[[ EXTRACT, beginning ]]

Developing hydroponic systems for vegetables sown at high density
Priority AxisTechnological and Social Innovation
Project budget2 857 450 €
ERDF amount1 714 470 €
The program area has a strong focus on stimulating sustainable, resource-efficient production through technological improvement. Innovative production improvements by growers by introduction of novel hydroponic cultivation systems offers great potential to produce high-quality crops with reduced environmental impact. Hydroponics benefits growers by increased productivity, by improved efficient management of crop cultivation while controlling diseases that influence yield and revenue. More than 90% of greenhouse cultivation of fruit vegetables has shifted to hydroponics; leafy vegetables grown at low plant density (e.g. lettuce) are starting to implement systems. However, no straightforward solutions are available for vegetable crops traditionally densely sown in rows in the field. Investing in a novel hydroponic system developed in co-creation with the stakeholders and adequate technology transfer to adapt skills for implementation will therefore be a key output from Hy4Dense.

[[ EXTRACT, end ]]
[[ SOURCE MATERIAL, beginning ]]

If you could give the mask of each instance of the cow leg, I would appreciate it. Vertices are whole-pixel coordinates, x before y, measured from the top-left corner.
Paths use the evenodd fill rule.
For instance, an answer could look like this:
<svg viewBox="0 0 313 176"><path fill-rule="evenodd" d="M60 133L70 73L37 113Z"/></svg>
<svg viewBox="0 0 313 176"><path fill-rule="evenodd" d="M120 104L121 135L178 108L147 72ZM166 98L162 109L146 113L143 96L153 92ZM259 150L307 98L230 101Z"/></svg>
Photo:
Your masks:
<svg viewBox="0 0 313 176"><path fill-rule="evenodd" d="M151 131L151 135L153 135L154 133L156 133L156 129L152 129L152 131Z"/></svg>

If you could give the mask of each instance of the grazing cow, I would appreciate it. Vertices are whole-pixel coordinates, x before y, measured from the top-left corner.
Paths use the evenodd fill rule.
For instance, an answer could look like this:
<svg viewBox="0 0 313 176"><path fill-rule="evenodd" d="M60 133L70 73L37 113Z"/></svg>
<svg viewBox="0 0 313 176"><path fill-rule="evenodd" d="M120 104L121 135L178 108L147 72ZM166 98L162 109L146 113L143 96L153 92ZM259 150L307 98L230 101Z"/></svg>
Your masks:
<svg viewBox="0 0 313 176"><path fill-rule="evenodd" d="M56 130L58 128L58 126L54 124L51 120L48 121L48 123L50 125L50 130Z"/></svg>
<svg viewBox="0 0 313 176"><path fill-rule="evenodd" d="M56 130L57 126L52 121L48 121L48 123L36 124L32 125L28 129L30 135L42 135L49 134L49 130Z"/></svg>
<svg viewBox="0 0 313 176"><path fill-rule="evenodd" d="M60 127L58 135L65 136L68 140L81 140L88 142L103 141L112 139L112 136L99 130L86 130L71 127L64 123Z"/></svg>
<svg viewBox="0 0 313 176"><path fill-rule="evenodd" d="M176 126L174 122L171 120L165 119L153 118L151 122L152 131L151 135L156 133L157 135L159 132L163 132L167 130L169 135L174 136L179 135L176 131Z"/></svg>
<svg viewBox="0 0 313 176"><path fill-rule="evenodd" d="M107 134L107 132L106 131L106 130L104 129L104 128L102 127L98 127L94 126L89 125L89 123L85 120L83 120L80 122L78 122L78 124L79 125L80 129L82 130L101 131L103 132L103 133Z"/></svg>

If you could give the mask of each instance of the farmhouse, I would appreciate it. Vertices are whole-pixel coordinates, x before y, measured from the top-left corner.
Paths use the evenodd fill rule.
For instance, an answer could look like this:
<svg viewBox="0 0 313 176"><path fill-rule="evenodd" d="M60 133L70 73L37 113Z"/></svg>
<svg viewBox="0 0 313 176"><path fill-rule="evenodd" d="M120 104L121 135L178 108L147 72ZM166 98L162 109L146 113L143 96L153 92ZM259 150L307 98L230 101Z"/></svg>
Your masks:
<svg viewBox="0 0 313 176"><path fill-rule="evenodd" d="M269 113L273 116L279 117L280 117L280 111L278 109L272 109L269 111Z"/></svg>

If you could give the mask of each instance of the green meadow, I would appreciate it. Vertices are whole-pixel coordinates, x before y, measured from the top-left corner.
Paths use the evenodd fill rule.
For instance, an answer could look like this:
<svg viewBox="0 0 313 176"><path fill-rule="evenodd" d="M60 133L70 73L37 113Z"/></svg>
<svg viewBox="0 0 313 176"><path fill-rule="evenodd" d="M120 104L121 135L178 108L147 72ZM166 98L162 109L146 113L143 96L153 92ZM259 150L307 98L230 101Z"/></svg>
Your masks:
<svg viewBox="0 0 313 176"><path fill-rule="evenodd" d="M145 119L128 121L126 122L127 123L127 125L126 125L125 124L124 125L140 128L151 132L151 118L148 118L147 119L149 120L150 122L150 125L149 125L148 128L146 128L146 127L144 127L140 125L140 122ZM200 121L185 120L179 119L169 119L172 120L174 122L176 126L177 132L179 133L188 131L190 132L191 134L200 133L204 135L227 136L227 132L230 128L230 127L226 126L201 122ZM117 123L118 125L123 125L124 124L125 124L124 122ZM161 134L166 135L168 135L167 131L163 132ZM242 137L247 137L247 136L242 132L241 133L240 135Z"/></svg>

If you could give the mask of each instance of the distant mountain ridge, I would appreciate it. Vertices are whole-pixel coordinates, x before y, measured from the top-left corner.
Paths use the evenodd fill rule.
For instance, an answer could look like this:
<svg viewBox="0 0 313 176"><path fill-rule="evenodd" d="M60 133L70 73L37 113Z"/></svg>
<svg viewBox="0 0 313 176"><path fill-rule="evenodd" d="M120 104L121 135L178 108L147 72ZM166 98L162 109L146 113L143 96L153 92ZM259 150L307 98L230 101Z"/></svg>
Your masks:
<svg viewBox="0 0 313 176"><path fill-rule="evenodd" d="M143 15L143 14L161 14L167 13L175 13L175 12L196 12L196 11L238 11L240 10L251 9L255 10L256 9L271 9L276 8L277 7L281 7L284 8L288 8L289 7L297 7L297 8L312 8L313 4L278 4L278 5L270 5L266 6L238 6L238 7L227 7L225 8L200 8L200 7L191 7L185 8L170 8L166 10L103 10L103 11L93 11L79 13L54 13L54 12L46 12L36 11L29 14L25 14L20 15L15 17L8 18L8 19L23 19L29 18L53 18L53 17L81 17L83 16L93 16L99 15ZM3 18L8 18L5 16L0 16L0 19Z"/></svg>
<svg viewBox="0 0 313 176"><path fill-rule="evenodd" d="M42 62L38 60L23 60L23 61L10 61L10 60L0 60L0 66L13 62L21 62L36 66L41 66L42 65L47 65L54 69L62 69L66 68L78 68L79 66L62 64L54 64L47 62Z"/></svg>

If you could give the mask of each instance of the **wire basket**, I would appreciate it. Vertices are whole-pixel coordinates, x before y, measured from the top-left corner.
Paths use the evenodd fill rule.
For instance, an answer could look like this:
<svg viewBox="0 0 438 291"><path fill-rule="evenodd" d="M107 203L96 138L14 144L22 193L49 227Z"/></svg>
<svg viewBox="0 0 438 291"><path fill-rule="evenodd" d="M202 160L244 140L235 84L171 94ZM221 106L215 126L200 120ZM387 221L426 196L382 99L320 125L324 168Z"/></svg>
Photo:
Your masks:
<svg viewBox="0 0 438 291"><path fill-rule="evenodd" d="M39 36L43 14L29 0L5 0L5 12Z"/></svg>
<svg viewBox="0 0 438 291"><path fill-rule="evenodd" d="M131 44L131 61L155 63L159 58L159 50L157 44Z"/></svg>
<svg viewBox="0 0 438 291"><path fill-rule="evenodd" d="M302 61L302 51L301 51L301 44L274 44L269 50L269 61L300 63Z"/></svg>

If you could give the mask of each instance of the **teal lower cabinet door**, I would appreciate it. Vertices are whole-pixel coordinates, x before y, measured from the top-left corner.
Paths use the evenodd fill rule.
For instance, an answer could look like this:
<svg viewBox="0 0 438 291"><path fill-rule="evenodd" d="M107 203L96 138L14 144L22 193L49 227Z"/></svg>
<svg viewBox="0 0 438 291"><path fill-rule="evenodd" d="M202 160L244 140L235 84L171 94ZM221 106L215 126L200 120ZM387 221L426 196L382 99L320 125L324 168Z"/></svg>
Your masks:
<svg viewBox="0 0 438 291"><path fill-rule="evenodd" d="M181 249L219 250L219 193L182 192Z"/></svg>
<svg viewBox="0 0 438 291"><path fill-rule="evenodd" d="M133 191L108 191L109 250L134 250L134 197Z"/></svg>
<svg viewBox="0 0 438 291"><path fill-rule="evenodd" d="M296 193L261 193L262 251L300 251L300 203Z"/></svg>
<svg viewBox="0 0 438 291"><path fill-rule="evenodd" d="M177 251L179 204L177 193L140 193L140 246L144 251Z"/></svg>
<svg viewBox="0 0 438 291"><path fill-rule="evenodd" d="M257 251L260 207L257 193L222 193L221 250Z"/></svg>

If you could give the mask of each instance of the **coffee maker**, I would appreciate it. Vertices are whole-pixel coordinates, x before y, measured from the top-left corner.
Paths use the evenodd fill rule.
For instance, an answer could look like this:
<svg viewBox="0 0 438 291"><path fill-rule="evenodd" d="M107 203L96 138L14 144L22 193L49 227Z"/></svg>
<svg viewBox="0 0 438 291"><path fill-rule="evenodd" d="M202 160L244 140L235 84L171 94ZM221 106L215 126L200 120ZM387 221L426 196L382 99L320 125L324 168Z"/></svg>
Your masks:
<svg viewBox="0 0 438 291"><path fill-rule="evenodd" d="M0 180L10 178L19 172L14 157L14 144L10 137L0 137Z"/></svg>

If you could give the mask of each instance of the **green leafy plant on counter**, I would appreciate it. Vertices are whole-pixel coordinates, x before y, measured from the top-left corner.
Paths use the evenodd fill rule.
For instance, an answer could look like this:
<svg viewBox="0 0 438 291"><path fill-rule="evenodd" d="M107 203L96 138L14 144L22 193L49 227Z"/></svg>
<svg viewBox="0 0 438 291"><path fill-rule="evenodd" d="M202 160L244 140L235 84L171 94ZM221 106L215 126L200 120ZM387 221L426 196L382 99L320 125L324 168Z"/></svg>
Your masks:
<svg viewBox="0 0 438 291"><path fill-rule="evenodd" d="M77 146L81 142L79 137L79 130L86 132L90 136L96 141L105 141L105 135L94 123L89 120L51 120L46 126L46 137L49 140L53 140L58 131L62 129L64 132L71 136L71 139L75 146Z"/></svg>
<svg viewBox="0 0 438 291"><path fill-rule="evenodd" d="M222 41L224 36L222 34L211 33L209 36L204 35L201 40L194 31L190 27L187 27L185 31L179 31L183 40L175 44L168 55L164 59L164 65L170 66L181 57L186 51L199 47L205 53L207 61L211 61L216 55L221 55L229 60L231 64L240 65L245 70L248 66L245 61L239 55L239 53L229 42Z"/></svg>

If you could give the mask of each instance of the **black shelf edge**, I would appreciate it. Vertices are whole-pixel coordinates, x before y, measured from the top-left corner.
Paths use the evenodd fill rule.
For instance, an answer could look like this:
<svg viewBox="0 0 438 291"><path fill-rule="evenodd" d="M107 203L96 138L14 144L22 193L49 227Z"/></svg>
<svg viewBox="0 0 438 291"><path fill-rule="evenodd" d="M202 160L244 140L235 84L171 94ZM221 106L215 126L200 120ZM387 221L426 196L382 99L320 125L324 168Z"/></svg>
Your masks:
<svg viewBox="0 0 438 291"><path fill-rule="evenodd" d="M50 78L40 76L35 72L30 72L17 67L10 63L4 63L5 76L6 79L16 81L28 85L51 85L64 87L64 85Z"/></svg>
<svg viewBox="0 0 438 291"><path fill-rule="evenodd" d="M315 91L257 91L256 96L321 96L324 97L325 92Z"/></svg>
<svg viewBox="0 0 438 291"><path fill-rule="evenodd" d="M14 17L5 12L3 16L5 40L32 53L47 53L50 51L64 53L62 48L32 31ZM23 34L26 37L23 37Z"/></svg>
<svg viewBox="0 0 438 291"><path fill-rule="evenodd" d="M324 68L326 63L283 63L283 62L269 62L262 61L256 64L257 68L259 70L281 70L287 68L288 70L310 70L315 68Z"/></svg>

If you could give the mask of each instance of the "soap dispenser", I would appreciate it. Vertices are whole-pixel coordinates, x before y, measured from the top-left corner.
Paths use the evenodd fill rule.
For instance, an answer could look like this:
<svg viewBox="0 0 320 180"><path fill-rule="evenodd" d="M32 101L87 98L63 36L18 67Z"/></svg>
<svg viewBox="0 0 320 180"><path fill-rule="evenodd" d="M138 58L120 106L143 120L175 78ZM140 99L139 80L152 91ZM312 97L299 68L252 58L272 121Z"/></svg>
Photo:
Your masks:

[[ SOURCE MATERIAL, end ]]

INSTRUCTIONS FOR THE TASK> Please say whether each statement agrees with the project summary, answering yes or no and quoting the words that decide it: (a) More than 90% of greenhouse cultivation of fruit vegetables has moved to hydroponics. (b) Straightforward solutions already exist for vegetable crops densely sown in rows in the field. (c) Lettuce is named as a leafy vegetable grown at low plant density. The lines have no connection to the project summary.

EXPECTED ANSWER>
(a) Yes: "More than 90% of greenhouse cultivation of fruit vegetables has shifted to hydroponics"
(b) No: "no straightforward solutions are available for vegetable crops traditionally densely sown in rows in the field"
(c) Yes: "leafy vegetables grown at low plant density (e.g. lettuce)"